▼
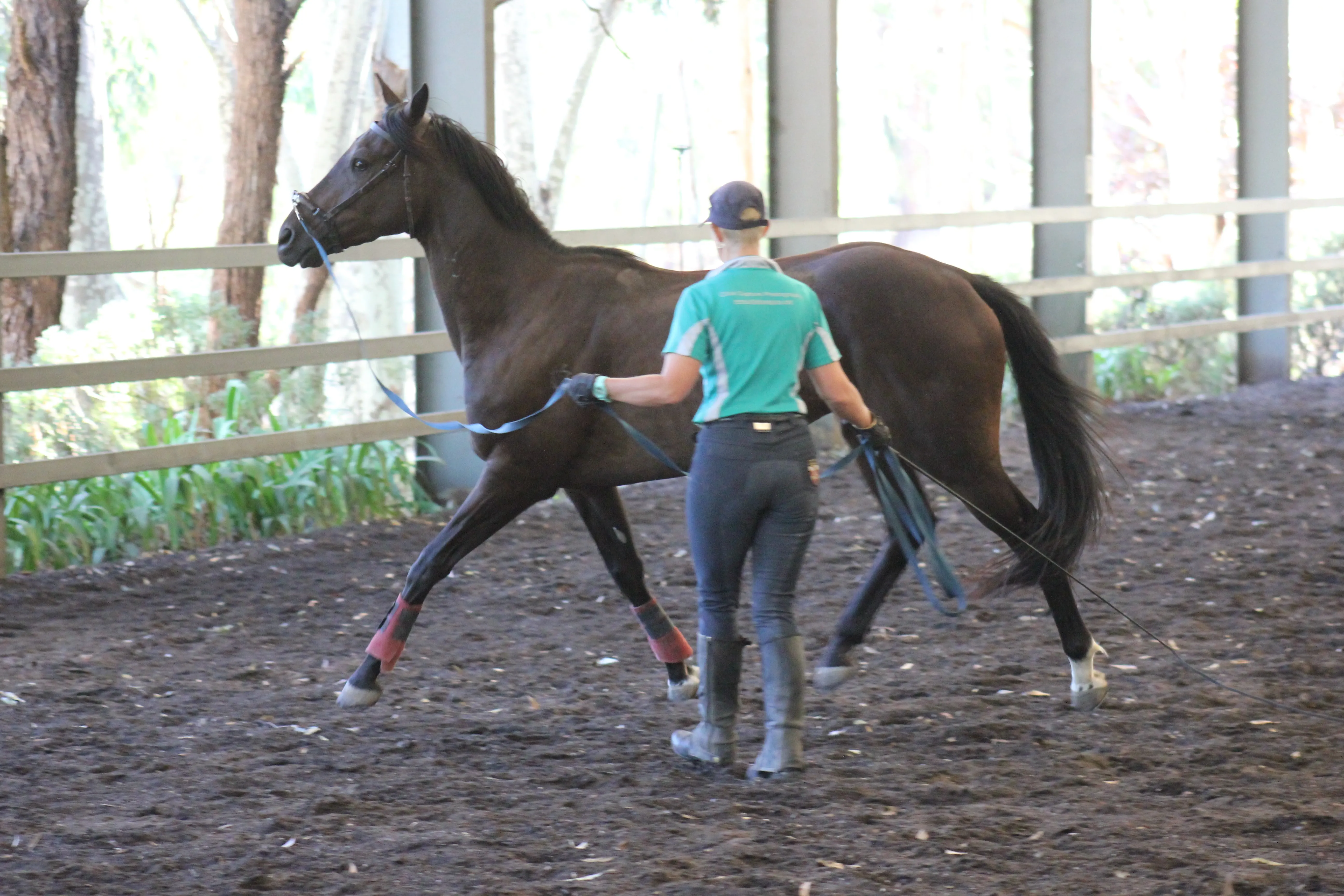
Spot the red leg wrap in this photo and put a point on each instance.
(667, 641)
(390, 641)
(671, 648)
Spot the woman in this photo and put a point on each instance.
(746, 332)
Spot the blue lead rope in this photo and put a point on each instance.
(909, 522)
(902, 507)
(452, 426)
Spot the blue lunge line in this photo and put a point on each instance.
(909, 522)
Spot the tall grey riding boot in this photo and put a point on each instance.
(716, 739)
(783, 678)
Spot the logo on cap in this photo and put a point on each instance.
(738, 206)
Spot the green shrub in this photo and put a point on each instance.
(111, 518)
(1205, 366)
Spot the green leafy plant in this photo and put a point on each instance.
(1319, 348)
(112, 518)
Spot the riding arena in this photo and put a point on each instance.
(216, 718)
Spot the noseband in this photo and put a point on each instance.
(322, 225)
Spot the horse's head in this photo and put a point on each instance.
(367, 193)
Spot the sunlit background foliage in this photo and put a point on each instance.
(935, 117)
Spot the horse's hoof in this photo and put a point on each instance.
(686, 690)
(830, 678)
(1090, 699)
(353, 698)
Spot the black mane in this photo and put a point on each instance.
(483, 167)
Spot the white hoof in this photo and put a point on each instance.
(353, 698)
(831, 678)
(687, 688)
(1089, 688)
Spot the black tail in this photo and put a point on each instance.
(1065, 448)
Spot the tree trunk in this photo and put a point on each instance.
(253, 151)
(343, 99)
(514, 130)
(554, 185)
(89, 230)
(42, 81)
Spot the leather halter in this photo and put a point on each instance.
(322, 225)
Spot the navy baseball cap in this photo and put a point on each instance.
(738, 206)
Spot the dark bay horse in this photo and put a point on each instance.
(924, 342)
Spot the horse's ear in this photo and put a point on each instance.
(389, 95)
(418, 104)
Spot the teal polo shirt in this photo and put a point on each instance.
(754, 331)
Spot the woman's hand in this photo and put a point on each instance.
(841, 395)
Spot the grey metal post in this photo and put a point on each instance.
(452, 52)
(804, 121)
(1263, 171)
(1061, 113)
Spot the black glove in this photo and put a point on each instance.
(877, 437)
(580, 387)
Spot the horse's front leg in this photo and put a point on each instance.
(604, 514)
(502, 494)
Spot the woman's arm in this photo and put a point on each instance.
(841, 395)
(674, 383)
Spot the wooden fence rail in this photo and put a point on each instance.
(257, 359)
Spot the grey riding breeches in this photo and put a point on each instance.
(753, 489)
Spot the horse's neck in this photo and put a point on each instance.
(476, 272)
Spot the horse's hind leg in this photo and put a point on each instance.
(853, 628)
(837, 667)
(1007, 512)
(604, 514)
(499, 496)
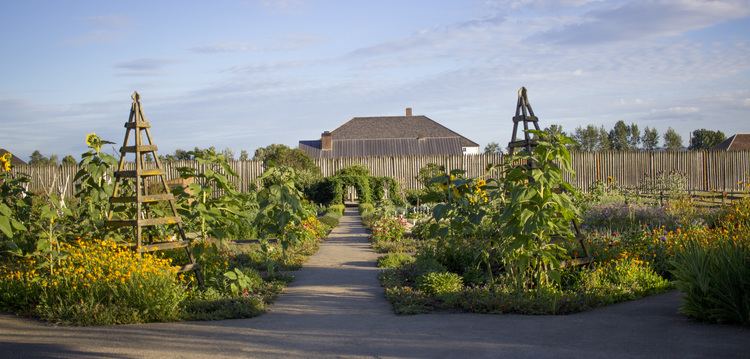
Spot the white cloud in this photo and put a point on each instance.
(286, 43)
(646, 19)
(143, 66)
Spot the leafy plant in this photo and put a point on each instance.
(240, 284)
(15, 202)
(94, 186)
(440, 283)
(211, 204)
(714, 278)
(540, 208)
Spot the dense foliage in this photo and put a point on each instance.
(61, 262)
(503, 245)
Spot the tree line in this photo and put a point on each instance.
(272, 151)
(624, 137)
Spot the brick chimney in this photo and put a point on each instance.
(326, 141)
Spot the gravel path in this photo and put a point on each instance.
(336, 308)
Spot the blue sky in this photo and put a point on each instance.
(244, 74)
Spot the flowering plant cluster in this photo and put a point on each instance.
▲
Rewrite the entries between the lines holding "Spot the black mane" and "(1065, 448)", inclusive, replacing "white hoof" with "pale hoof" and leaving everything else unchanged.

Spot the black mane in this photo and put a point on each instance.
(483, 167)
Spot the pale hoof in this photo and put a point on each instance.
(353, 698)
(831, 678)
(687, 688)
(1089, 688)
Spot the black tail in this photo and put a point on each instance.
(1065, 448)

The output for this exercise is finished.